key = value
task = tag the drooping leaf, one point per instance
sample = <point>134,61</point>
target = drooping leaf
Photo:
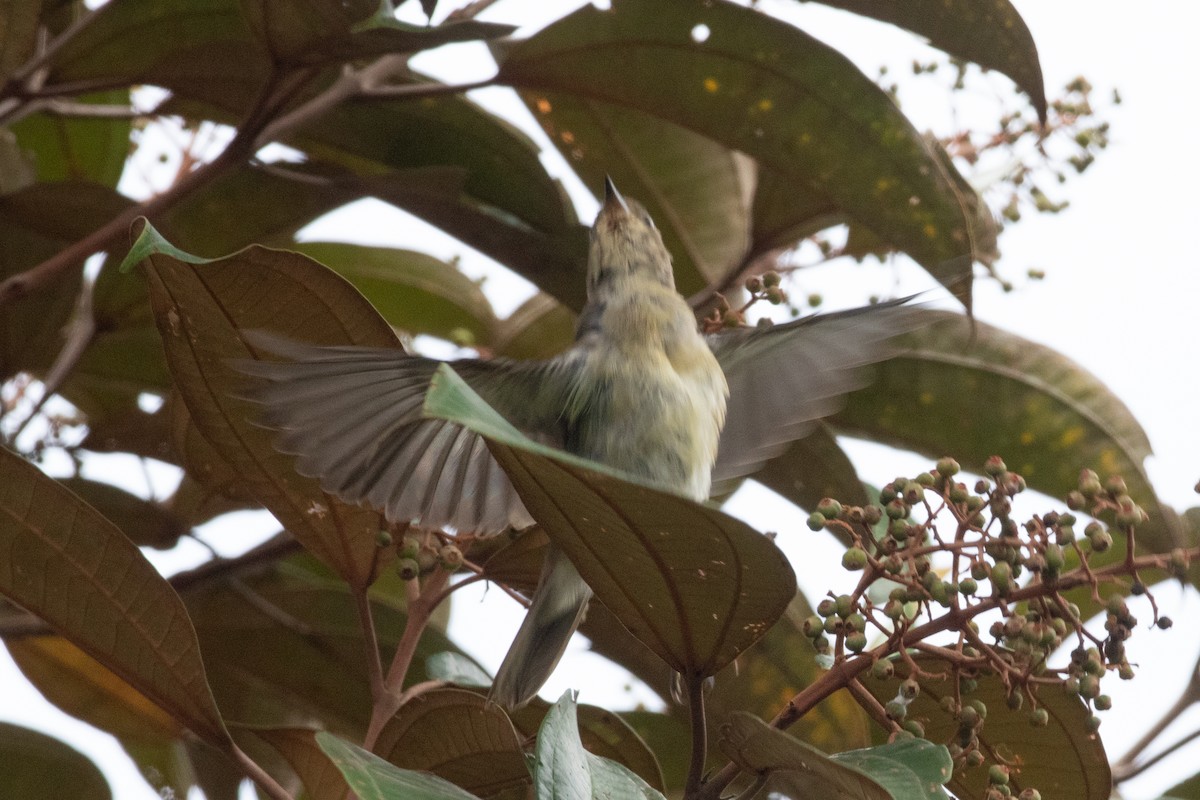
<point>36,767</point>
<point>414,292</point>
<point>697,191</point>
<point>982,391</point>
<point>76,570</point>
<point>990,34</point>
<point>199,307</point>
<point>143,522</point>
<point>459,735</point>
<point>286,645</point>
<point>85,689</point>
<point>821,120</point>
<point>911,770</point>
<point>757,747</point>
<point>695,585</point>
<point>564,770</point>
<point>456,668</point>
<point>670,739</point>
<point>373,779</point>
<point>539,329</point>
<point>313,31</point>
<point>1060,759</point>
<point>601,733</point>
<point>36,223</point>
<point>78,148</point>
<point>322,780</point>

------

# About this task
List every line in the records above that contains the word "leaf".

# Solution for this problem
task = tag the drooping leaf, one point per instance
target = drooping leaf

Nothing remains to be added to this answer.